WHAT YOU NEED TO DO: All of the material should be reproduced exactly, with pictures left out.

SOURCE DATA:
[start]

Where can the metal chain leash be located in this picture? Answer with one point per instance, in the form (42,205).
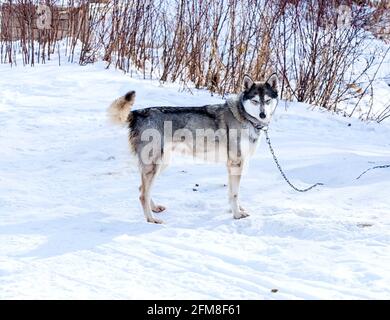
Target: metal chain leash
(281,170)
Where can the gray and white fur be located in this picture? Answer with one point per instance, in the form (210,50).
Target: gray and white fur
(245,116)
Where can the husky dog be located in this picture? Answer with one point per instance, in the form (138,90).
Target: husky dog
(234,126)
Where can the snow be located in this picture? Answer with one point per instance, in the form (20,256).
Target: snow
(71,226)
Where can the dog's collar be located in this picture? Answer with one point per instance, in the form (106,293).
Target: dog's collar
(256,124)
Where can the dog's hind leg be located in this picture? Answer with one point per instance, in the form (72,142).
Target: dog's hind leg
(235,171)
(155,207)
(148,176)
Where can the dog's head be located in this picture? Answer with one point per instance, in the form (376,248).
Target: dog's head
(259,99)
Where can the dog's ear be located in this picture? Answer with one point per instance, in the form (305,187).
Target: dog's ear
(248,82)
(273,82)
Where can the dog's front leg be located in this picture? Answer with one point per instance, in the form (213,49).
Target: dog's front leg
(235,171)
(148,175)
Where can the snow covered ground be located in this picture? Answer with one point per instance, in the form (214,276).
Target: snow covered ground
(71,225)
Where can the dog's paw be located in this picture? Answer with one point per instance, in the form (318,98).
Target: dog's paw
(241,215)
(154,220)
(158,209)
(242,210)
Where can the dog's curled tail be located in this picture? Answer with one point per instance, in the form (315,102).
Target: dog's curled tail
(119,110)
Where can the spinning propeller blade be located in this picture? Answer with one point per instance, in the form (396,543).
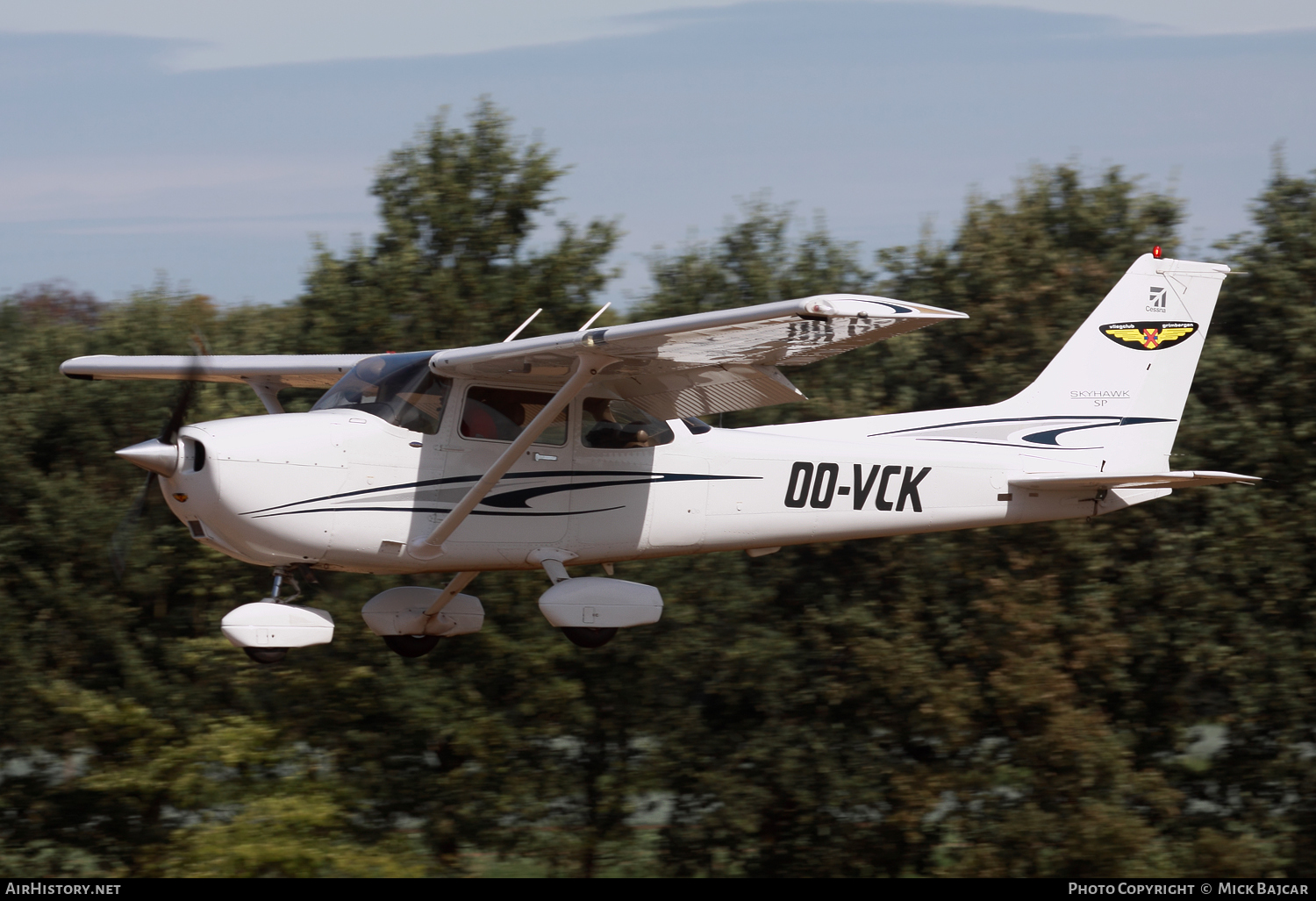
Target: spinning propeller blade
(124,533)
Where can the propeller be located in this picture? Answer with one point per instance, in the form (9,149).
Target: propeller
(158,456)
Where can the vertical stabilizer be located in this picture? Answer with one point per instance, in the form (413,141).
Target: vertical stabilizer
(1132,360)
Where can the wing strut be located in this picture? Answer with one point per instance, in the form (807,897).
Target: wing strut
(587,368)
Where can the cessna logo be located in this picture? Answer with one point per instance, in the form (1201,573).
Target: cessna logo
(819,485)
(1148,336)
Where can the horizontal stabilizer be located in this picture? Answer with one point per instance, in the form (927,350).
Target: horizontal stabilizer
(1190,479)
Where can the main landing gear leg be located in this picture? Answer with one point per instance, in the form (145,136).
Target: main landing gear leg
(275,654)
(587,637)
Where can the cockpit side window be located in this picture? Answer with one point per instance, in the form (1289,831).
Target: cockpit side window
(503,413)
(399,389)
(616,424)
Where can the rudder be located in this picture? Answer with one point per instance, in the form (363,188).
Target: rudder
(1134,358)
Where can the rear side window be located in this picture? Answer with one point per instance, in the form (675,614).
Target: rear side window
(503,413)
(616,424)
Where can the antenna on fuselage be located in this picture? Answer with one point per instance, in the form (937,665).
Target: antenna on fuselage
(523,325)
(597,313)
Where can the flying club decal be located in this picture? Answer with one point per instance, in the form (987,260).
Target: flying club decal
(1148,336)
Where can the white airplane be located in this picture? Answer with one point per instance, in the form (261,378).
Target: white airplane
(583,449)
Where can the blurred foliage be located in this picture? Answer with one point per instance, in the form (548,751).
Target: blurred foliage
(1131,696)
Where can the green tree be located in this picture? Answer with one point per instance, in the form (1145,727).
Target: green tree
(452,265)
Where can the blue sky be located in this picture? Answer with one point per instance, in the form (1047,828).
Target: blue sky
(213,150)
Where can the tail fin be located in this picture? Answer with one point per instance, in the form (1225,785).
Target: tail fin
(1131,361)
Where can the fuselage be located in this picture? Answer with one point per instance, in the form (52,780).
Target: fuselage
(342,490)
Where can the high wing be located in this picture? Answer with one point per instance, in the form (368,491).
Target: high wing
(704,362)
(681,366)
(276,371)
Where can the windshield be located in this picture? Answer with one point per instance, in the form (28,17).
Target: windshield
(399,389)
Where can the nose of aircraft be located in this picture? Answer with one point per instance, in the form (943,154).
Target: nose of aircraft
(153,455)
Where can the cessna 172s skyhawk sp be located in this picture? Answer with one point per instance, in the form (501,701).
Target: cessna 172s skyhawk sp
(583,449)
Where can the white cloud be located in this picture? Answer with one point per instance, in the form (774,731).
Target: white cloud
(266,32)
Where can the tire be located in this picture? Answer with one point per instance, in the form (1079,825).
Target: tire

[end]

THE COMPLETED TASK:
Where can the metal chain leash be located in this picture? Answer with one point per instance, in the form (42,205).
Target: metal chain leash
(281,170)
Where can the gray and white fur be located in this picture? Answer with one point per instance, in the form (210,50).
Target: gray and white fur
(245,116)
Where can the husky dog be located in this picture? Answer with one point per instance, in the form (138,90).
Target: husky dog
(234,126)
Where can the snow be located in this picture? Answer with one point per instance, in the form (20,256).
Target: snow
(71,226)
Where can the dog's collar be located in this picture? Answer with one point per instance, in the form (106,293).
Target: dog's collar
(256,124)
Where can the dog's hind leg be located in this picture? Answer with one point per instance, in the form (72,142).
Target: dog's hind leg
(235,171)
(155,207)
(148,176)
Where can the dog's head be located in this picture? Answer with one point per instance, in the form (376,248).
Target: dog's head
(259,99)
Where can the dog's ear be located in this picture? Answer with one point per instance, in the form (305,187).
Target: dog's ear
(248,82)
(273,82)
Where can the dog's front leg be located in this picture? Answer with one point per instance, in the form (213,49).
Target: dog's front leg
(235,171)
(148,175)
Where can the snow covered ground be located in this picture? Answer with one point per instance, in the form (214,276).
Target: snow covered ground
(71,225)
Where can the dog's paw be located in this picture? Answer with one point per instance, in the form (318,98).
Target: dog's paw
(241,215)
(154,220)
(158,209)
(242,210)
Where can the dog's curled tail be located in this picture? Answer with one point per instance, in the form (315,102).
Target: dog's curled tail
(119,110)
Where can the spinning propeller blade be located in this picture? Answer with one point per instance, in the form (396,543).
Target: spinning propeller blade
(124,533)
Where can the propeller be located in this picture? Answer with one point per instance, in the form (9,149).
Target: propeller
(158,456)
Where can the vertical stabilizer be located in this picture? Answer with one point per instance, in the form (413,141).
Target: vertical stabilizer
(1132,360)
Where can the wing strut be located in this picture? Answer with one point per instance, in the form (807,897).
Target: wing strut
(587,368)
Where can the cessna logo be located in this picture? Answer with one point per instance, in the form (1201,573).
Target: cessna logo
(819,485)
(1148,336)
Where can the horizontal stabilizer be located in this picture? Answer with one point per instance, in the form (927,350).
Target: horizontal stabilizer
(1190,479)
Where can the main landing gear leg be located in this picture? Answer with one point per instance, in the form (145,136).
Target: main landing gear leg
(275,654)
(587,637)
Where can the cockpit side window be located in this picture? Answer with one point per instance, in the form (1289,831).
Target: cockpit side window
(503,413)
(399,389)
(616,424)
Where can the rudder be located in this picture? Answer with one point per instance, in the form (363,188).
Target: rudder
(1134,358)
Where can the rear side window be located in this picture? Answer with one point per instance, in the form (675,614).
Target: rear side window
(503,413)
(616,424)
Where can the antenna on fuselage be located in this picture? Answer with one point per instance, in the form (937,665).
Target: antenna on fuselage
(523,325)
(597,313)
Where can the flying club decal be located in this picture? Answer with one point per instance, in the form (987,260).
Target: flying club decal
(1148,336)
Where can the white airplane be located in this picture? Answer with one point per instance, in the form (261,378).
Target: white airplane
(583,449)
Where can the blurred foliage be located in this picture? Answer with one point per instance, in the form (548,751).
Target: blurred foliage
(1131,696)
Where can the green tree be located in this picture? Answer with one point per instance, in the form (1145,727).
Target: green tree
(452,265)
Where can the blue sky be located in this picture? Answer with one point per instance, in the form (1047,828).
Target: blue sky
(213,150)
Where can the tail fin be located in this picture? Answer with one point per instance, in the form (1225,785).
Target: tail fin
(1131,361)
Where can the fuselage be located in this picture? Answer with one point per instance, in the form (52,780).
Target: fuselage
(342,490)
Where can the high wing be located in this picture? Answer with one point per instance, in the form (368,491).
Target: high wing
(704,362)
(681,366)
(276,371)
Where can the windshield be located in this picture? Answer with one point per instance, in the form (28,17).
Target: windshield
(399,389)
Where can the nose of aircraft be located in this picture? Answer with one point per instance, in the form (943,154).
Target: nose of aircraft
(153,455)
Where can the cessna 172s skyhawk sp be located in this picture? Answer with one point per instance, in the form (501,701).
Target: cessna 172s skyhawk sp
(583,449)
Where can the white cloud be located in this picture? Answer with one point per instance, in the form (774,731).
Target: white cloud
(266,32)
Where can the tire be located in this picture? Answer with one point per instance, in the form (1079,825).
Target: tire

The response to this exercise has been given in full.